§ WHAT TO DO
For each entry below, please return its exact wording and leave out any picture.

§ SUPPLIED DATA
=======
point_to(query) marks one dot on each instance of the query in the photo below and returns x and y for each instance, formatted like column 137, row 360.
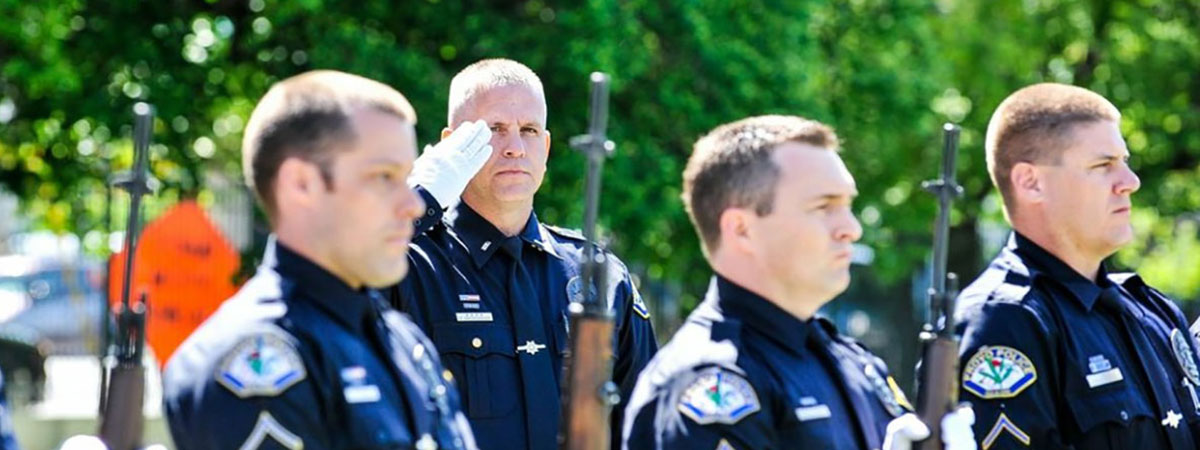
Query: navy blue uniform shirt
column 504, row 340
column 1054, row 360
column 743, row 373
column 299, row 359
=======
§ EXPECTED OUTPUT
point_to(query) marks one dot on each instance of the query in the photo below and returns x and y for each instance, formatted like column 137, row 360.
Query: navy blue uniform shirt
column 504, row 340
column 1054, row 360
column 743, row 373
column 299, row 359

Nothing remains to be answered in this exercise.